:: Work to do ::
State how many lines of the records below contain the string "canopy", treating uppercase and lowercase as different, and reply with the number alone.

:: Records for the exercise ::
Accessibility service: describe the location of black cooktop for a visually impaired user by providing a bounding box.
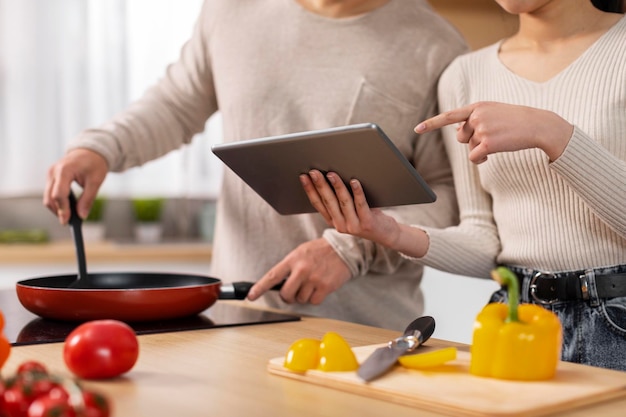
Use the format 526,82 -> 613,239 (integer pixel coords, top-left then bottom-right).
0,290 -> 300,346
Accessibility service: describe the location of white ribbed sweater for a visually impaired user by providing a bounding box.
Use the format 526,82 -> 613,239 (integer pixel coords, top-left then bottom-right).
419,18 -> 626,277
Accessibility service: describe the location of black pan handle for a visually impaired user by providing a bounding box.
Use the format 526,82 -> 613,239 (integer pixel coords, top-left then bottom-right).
219,281 -> 285,300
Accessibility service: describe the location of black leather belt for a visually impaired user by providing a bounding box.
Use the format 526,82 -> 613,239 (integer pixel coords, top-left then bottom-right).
529,271 -> 626,304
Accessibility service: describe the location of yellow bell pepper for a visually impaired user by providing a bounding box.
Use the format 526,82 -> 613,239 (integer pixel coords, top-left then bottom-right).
284,332 -> 359,372
0,311 -> 11,369
470,267 -> 563,381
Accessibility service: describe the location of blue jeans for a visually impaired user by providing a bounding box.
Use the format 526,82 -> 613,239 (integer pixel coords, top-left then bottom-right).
490,265 -> 626,371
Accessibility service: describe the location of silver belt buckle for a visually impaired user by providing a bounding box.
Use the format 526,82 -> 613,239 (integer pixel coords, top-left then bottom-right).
529,272 -> 559,305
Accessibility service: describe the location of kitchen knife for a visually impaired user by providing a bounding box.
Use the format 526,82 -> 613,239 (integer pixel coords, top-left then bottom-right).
357,316 -> 435,382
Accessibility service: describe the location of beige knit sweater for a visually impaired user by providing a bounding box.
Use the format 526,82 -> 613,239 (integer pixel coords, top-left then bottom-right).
71,0 -> 466,329
420,18 -> 626,277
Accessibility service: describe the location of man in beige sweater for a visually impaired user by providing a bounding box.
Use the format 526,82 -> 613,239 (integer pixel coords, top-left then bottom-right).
44,0 -> 466,329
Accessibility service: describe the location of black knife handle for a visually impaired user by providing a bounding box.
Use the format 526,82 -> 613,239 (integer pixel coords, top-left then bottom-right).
404,316 -> 435,345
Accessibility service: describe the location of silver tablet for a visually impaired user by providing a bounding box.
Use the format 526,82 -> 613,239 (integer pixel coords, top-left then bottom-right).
212,123 -> 436,214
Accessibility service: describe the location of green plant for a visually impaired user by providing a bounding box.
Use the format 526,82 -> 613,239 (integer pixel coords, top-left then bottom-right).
132,198 -> 163,222
85,197 -> 105,222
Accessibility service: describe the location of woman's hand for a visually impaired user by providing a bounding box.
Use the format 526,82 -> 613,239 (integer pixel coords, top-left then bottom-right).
415,101 -> 574,164
300,170 -> 428,257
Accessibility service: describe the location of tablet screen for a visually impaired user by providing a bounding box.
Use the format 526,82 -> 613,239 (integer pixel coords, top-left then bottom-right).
212,123 -> 436,215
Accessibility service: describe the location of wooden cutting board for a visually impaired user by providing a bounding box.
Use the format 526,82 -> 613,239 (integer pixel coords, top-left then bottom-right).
268,344 -> 626,417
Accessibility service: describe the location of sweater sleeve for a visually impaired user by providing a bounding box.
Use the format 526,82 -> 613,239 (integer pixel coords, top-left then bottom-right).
550,127 -> 626,238
68,2 -> 217,172
411,60 -> 500,278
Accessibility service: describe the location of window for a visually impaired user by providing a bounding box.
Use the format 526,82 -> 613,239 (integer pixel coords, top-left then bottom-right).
0,0 -> 221,197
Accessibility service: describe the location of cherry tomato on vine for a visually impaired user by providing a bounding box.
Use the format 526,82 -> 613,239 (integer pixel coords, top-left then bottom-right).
27,395 -> 76,417
63,320 -> 139,379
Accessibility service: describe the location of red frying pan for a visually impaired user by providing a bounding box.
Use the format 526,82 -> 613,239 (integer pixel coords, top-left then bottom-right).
16,194 -> 281,322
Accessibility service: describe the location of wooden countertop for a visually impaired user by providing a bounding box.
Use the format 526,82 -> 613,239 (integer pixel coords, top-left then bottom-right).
3,306 -> 626,417
0,240 -> 211,264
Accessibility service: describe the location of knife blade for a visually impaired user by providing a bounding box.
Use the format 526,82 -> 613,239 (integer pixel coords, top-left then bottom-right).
357,316 -> 435,382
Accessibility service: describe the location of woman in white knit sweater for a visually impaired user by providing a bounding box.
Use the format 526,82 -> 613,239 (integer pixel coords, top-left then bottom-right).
302,0 -> 626,370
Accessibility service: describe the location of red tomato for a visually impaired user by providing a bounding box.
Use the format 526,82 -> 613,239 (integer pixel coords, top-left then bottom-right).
63,320 -> 139,379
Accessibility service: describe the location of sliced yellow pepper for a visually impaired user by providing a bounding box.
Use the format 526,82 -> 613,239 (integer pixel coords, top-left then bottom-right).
0,311 -> 11,369
283,332 -> 359,372
318,332 -> 359,372
470,267 -> 563,381
284,338 -> 320,372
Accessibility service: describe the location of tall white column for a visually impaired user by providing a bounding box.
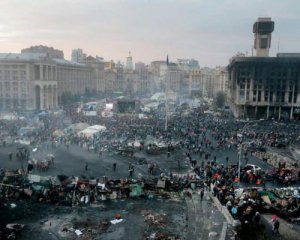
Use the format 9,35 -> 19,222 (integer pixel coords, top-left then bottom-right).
40,86 -> 44,110
39,65 -> 44,80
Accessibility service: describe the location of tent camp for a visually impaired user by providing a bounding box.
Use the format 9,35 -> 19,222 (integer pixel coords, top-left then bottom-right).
78,125 -> 106,138
65,123 -> 90,132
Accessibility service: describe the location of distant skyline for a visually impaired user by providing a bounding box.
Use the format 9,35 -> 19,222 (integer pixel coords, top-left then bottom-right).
0,0 -> 300,67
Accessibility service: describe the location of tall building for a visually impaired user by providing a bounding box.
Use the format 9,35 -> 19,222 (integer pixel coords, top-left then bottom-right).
71,48 -> 86,63
0,46 -> 95,110
126,52 -> 133,71
227,18 -> 300,119
253,18 -> 274,57
21,45 -> 64,59
189,67 -> 228,98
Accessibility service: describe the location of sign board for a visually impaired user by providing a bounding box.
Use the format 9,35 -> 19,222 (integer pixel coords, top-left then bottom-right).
83,111 -> 97,116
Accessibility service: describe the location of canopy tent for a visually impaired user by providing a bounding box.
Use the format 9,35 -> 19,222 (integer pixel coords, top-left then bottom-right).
78,125 -> 106,138
52,130 -> 65,137
66,123 -> 90,132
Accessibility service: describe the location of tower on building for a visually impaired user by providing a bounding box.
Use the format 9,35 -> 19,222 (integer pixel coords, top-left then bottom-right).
126,52 -> 133,71
253,18 -> 274,57
71,48 -> 86,62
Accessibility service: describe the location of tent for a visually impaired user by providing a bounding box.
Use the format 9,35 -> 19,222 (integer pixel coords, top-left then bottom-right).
66,123 -> 90,132
52,130 -> 65,137
78,125 -> 106,138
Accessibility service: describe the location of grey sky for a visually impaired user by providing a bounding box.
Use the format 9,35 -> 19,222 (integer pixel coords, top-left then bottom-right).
0,0 -> 300,67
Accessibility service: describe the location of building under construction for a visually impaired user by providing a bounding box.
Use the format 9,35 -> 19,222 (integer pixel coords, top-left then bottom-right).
228,18 -> 300,119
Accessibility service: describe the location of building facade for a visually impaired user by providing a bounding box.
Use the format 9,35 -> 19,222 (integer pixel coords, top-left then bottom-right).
228,54 -> 300,119
0,46 -> 95,110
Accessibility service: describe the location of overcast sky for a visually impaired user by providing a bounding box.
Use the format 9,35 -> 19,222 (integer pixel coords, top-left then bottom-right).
0,0 -> 300,67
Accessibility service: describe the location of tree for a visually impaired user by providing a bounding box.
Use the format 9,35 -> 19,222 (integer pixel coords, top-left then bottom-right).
215,92 -> 226,108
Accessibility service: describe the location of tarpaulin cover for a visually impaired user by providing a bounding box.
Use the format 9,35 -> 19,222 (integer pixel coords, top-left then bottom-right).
129,184 -> 143,197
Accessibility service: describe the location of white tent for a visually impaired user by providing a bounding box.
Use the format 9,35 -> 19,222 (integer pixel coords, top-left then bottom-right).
88,125 -> 106,132
66,123 -> 90,132
78,125 -> 106,138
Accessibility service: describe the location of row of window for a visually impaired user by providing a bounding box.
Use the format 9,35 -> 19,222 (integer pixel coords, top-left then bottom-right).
0,64 -> 26,69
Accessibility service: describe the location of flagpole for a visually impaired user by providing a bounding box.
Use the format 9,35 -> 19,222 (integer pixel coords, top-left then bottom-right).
165,55 -> 169,131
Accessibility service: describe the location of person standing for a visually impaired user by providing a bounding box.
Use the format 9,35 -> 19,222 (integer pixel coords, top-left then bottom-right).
128,163 -> 134,177
270,214 -> 280,235
8,152 -> 12,161
200,189 -> 204,201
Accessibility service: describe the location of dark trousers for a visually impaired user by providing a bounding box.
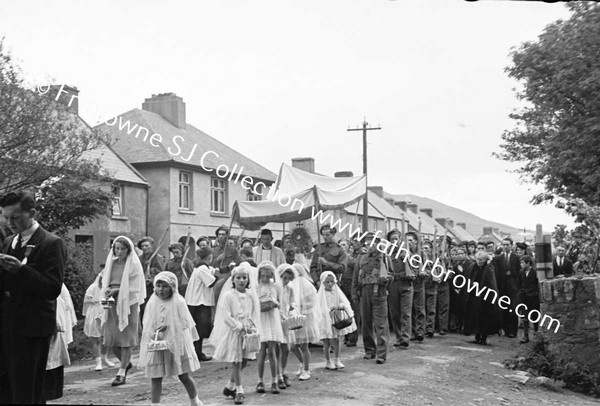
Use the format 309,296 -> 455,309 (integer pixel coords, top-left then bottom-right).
360,285 -> 390,359
0,331 -> 51,404
341,279 -> 360,344
436,281 -> 450,333
412,278 -> 426,338
188,305 -> 212,358
502,304 -> 519,336
425,279 -> 437,333
388,279 -> 413,343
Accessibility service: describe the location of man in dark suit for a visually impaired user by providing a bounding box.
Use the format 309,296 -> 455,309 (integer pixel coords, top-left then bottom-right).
515,255 -> 540,344
492,238 -> 521,338
0,192 -> 66,404
552,245 -> 573,276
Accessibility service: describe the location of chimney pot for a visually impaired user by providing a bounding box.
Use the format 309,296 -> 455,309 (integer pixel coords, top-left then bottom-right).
421,209 -> 433,218
292,157 -> 315,173
406,203 -> 419,214
142,92 -> 185,128
50,85 -> 79,116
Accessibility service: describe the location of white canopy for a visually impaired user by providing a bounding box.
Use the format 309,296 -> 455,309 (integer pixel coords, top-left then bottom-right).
232,164 -> 367,230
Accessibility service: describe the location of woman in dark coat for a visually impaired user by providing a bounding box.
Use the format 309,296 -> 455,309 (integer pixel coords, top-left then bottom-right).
461,251 -> 502,345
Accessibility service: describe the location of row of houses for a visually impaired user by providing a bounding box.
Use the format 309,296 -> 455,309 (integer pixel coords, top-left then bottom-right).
51,86 -> 503,266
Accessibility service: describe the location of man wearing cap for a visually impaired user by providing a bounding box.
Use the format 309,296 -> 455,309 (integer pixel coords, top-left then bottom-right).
352,232 -> 393,364
310,224 -> 348,287
137,236 -> 166,321
387,228 -> 415,348
254,228 -> 285,268
212,226 -> 242,308
406,231 -> 426,341
552,245 -> 573,276
421,240 -> 438,338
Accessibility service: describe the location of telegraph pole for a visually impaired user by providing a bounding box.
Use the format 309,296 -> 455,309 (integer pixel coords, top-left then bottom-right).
348,120 -> 381,232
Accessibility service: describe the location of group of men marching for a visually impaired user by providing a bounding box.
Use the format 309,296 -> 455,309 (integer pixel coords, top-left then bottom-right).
138,225 -> 539,364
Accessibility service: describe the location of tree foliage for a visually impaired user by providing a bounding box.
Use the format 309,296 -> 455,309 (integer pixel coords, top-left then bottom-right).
0,40 -> 113,235
496,2 -> 600,206
0,40 -> 107,193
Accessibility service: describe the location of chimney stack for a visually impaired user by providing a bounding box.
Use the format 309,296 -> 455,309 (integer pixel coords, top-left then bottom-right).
142,93 -> 185,128
421,209 -> 433,218
367,186 -> 383,199
292,158 -> 315,173
49,85 -> 79,116
333,171 -> 354,178
395,201 -> 408,211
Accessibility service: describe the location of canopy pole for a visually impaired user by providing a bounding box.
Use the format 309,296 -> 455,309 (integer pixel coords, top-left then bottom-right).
313,185 -> 323,278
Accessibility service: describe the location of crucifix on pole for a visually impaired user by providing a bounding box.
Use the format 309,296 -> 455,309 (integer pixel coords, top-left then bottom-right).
348,120 -> 381,232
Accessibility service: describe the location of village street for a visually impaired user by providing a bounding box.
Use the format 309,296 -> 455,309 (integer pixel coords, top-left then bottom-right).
50,334 -> 598,406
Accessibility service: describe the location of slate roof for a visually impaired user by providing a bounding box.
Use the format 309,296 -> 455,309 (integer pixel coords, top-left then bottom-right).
97,108 -> 277,181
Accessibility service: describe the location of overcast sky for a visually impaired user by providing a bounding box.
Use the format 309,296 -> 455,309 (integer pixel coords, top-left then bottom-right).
0,0 -> 572,231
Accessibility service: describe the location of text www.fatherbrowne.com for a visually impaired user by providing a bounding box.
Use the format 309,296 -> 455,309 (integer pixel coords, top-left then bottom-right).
95,106 -> 560,333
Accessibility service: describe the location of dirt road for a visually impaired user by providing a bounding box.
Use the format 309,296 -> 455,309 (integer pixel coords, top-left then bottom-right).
56,334 -> 598,406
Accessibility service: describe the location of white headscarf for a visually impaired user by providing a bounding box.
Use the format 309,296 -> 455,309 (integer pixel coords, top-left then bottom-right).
100,235 -> 146,331
208,262 -> 260,347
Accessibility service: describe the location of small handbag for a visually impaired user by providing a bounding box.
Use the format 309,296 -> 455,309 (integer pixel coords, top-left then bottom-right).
281,310 -> 306,330
242,320 -> 260,352
331,309 -> 352,330
148,326 -> 169,351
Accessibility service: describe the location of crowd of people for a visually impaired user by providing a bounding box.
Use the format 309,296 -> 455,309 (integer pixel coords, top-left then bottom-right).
0,193 -> 573,405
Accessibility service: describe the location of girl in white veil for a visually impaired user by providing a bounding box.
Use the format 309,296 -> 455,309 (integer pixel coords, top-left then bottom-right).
291,263 -> 321,381
208,262 -> 260,404
100,236 -> 146,386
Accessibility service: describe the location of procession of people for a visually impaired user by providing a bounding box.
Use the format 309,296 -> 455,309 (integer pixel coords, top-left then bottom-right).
0,192 -> 548,406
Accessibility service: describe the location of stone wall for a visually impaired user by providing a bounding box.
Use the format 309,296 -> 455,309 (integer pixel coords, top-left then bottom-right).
540,276 -> 600,374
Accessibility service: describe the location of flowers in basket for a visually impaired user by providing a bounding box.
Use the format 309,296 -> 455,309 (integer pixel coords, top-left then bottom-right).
242,320 -> 260,352
148,326 -> 169,351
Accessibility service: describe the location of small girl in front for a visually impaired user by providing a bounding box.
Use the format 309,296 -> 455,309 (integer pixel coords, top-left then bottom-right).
317,271 -> 356,369
138,271 -> 202,406
209,263 -> 260,405
256,261 -> 284,394
82,265 -> 115,371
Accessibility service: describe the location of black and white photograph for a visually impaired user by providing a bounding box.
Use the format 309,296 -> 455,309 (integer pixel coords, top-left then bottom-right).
0,0 -> 600,406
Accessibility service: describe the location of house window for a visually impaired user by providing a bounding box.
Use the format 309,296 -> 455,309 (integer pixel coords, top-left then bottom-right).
112,185 -> 123,216
246,183 -> 263,202
179,171 -> 192,210
210,178 -> 227,214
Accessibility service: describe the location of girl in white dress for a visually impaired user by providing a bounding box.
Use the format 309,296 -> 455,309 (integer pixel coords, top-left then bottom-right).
82,272 -> 115,371
291,263 -> 321,381
256,261 -> 284,394
277,264 -> 296,389
317,271 -> 356,369
138,271 -> 202,406
209,262 -> 260,405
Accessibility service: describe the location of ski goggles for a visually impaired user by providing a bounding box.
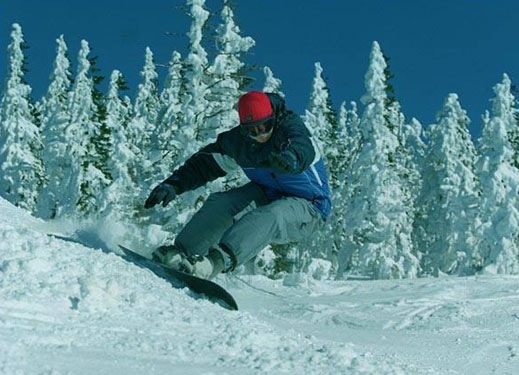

:: The response ::
3